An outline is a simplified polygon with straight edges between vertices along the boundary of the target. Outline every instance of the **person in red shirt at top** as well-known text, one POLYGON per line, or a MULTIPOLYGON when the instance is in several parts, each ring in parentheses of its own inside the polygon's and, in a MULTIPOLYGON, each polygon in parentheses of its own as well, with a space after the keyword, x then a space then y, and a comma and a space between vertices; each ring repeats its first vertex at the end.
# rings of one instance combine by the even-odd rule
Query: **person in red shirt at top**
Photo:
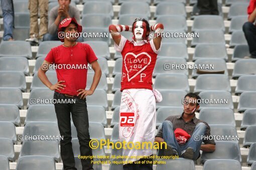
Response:
POLYGON ((246 56, 245 58, 256 58, 256 26, 253 23, 256 18, 256 0, 250 0, 247 9, 248 22, 243 24, 242 30, 249 46, 250 56, 246 56))
MULTIPOLYGON (((111 24, 109 26, 114 48, 121 52, 123 59, 119 124, 121 142, 139 142, 142 144, 147 142, 154 145, 156 102, 160 102, 162 96, 157 90, 153 90, 152 73, 160 50, 163 29, 162 24, 150 27, 147 20, 140 18, 136 18, 132 26, 111 24), (149 40, 151 30, 155 32, 150 32, 150 36, 155 38, 149 40), (130 42, 121 36, 119 32, 122 31, 132 32, 133 40, 130 42), (154 36, 151 35, 152 33, 154 36)), ((122 154, 126 156, 123 159, 123 170, 132 170, 133 167, 136 170, 153 170, 153 164, 137 164, 135 162, 145 159, 134 158, 151 156, 152 149, 124 148, 122 154)))
MULTIPOLYGON (((64 44, 51 49, 43 62, 44 66, 42 64, 39 69, 38 74, 45 86, 55 90, 54 99, 65 101, 75 100, 75 103, 57 103, 54 104, 54 106, 60 134, 63 136, 60 141, 60 152, 64 170, 76 170, 72 148, 70 112, 77 132, 81 156, 92 156, 92 150, 89 146, 90 140, 86 96, 93 94, 99 82, 101 70, 90 46, 76 42, 77 38, 72 36, 72 34, 82 32, 82 26, 74 18, 63 20, 59 25, 58 32, 64 32, 67 35, 59 37, 64 44), (91 86, 87 90, 85 90, 87 70, 81 68, 88 68, 84 66, 87 66, 88 64, 91 64, 95 74, 91 86), (45 74, 47 70, 45 66, 49 68, 51 64, 58 66, 56 69, 58 82, 55 84, 50 82, 45 74), (64 66, 67 64, 70 66, 64 66), (72 68, 68 69, 69 68, 72 68)), ((93 170, 91 160, 81 159, 83 170, 93 170)))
══════
Reproduce each of the rows above verbatim, omitting the pictures.

# [TASK OUTPUT]
An outline is a simplified polygon with straight edges between vertices along the boundary of the target. Outline every instance of the **person in red shirt at top** as well-known text, one POLYGON per line, or a MULTIPOLYGON when the instance is in several parts, each ring in parentheses of its own inside the polygon's and, in a MULTIPOLYGON, each polygon in parentheses of its own as well, with a space after the keyword, x then a space then y, and a comma and a space between vertices; each ring repeats its first vertex at the end.
# rings of one instance combine by the even-odd rule
Query: **person in red shirt at top**
Photo:
Response:
POLYGON ((246 56, 245 58, 256 58, 256 26, 253 23, 256 18, 256 0, 250 0, 247 9, 248 22, 243 24, 242 30, 249 46, 250 56, 246 56))
MULTIPOLYGON (((111 24, 109 26, 114 48, 121 52, 123 59, 119 124, 121 142, 139 142, 142 144, 147 142, 154 145, 156 102, 160 102, 162 96, 157 90, 153 90, 152 73, 160 50, 163 29, 162 24, 150 27, 147 20, 140 18, 136 18, 132 26, 111 24), (149 40, 151 30, 155 32, 150 32, 150 36, 155 38, 149 40), (130 42, 121 36, 119 32, 122 31, 132 32, 133 40, 130 42), (154 36, 151 35, 152 33, 154 36)), ((122 154, 126 156, 123 159, 123 170, 132 170, 133 167, 136 170, 153 170, 153 164, 137 164, 135 162, 145 159, 134 158, 151 156, 152 149, 124 148, 122 154)))
MULTIPOLYGON (((64 44, 51 49, 43 62, 44 66, 42 64, 39 69, 38 74, 45 86, 55 90, 54 99, 65 101, 75 100, 75 103, 57 103, 54 104, 54 106, 60 134, 63 136, 60 141, 60 152, 64 170, 76 170, 72 148, 70 112, 77 132, 81 156, 92 156, 92 150, 89 146, 90 140, 86 96, 93 94, 99 82, 101 70, 90 46, 76 42, 77 38, 72 36, 72 34, 82 32, 82 26, 74 18, 63 20, 59 25, 58 32, 64 32, 67 35, 59 37, 64 44), (91 86, 87 90, 85 90, 87 70, 81 68, 88 68, 84 66, 87 66, 88 64, 91 64, 95 74, 91 86), (45 74, 47 70, 45 66, 49 68, 51 64, 58 66, 56 69, 58 82, 55 84, 50 82, 45 74), (64 66, 67 64, 70 66, 64 66), (72 68, 68 69, 69 68, 72 68)), ((93 170, 91 160, 81 159, 83 170, 93 170)))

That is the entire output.